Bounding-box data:

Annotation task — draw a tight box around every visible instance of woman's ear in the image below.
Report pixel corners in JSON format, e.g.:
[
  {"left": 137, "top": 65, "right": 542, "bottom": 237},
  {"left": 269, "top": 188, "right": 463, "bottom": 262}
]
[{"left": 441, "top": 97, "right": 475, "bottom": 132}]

Problem to work on: Present the data above as a numbered list, leaving out any blank lines.

Full output:
1. Annotation task — draw a tight box around every visible instance of woman's ear in the image below.
2. Report pixel corners in JSON format, e.g.:
3. [
4.   {"left": 137, "top": 65, "right": 542, "bottom": 237},
5.   {"left": 269, "top": 188, "right": 463, "bottom": 262}
6. ]
7. [{"left": 441, "top": 97, "right": 475, "bottom": 132}]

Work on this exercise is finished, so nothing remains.